* Begin *

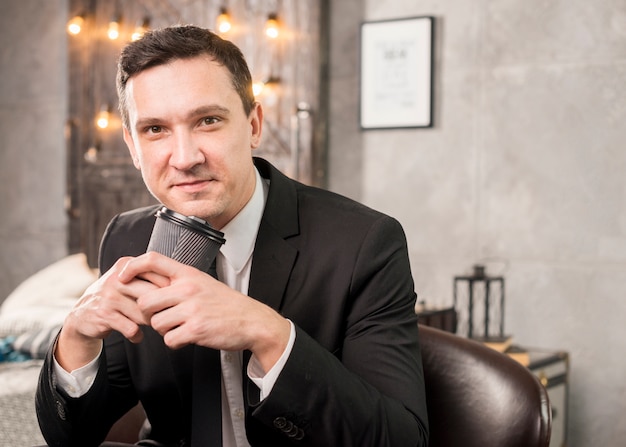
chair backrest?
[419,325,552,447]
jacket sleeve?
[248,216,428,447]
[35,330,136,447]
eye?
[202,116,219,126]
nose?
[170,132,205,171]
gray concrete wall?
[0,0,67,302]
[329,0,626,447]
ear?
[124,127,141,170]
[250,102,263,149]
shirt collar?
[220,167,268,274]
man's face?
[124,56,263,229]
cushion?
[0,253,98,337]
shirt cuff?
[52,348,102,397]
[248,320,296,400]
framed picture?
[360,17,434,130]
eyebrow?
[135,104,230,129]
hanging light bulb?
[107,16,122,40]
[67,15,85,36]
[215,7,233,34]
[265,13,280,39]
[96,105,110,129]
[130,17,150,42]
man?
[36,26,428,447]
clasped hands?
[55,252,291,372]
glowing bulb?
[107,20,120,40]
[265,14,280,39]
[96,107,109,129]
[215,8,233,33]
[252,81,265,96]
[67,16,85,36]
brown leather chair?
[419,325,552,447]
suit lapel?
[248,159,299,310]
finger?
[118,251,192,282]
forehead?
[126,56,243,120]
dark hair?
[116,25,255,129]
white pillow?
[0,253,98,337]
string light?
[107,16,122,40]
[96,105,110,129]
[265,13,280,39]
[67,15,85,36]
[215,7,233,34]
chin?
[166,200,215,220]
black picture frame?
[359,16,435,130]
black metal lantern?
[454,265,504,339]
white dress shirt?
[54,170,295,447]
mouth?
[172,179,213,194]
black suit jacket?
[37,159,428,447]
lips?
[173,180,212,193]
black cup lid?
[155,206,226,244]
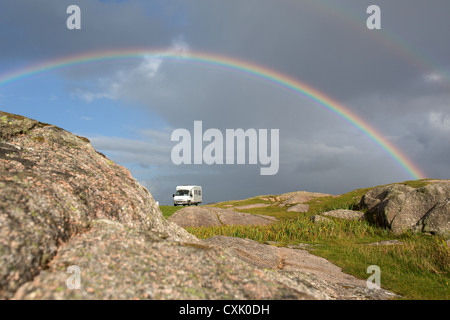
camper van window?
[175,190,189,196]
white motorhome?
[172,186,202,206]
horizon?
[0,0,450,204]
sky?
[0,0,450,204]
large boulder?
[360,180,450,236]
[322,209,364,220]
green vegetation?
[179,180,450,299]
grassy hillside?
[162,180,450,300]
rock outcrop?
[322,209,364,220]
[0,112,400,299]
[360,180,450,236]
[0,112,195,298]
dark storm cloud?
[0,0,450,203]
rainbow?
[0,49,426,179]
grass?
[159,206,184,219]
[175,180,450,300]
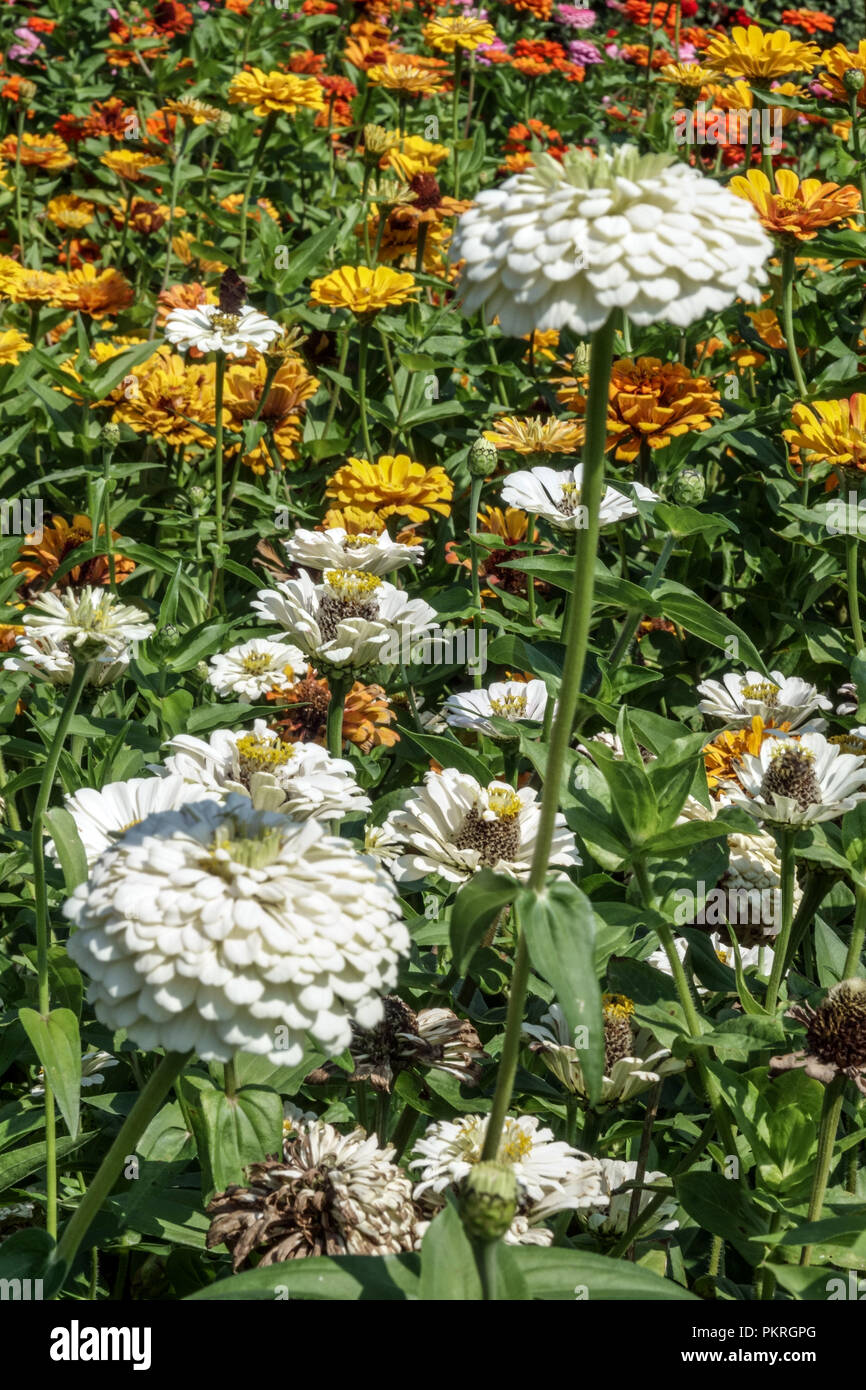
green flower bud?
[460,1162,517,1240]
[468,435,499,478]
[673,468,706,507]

* End *

What is required: Copy the records from the line with "black cup lid?" through the end of the records, requests included. Multiply every bounding box coordinate in the answers by 0.2, round to whole numbers with halves going up, and leave out the pictures.

Result below:
black cup lid?
[31,41,45,49]
camper van window?
[35,38,38,39]
white motorhome?
[34,37,40,41]
horizon?
[0,0,90,41]
sky?
[0,0,90,41]
large boulder?
[72,36,90,47]
[64,42,73,44]
green vegetation?
[36,36,90,60]
grassy hillside?
[32,36,90,60]
rock outcrop?
[64,42,73,44]
[0,22,80,60]
[72,36,90,47]
[0,22,39,60]
dark storm cloud?
[0,0,90,41]
rainbow?
[0,10,85,36]
grass?
[32,41,37,44]
[35,36,90,60]
green flower bud?
[92,232,103,248]
[94,87,100,96]
[135,94,141,101]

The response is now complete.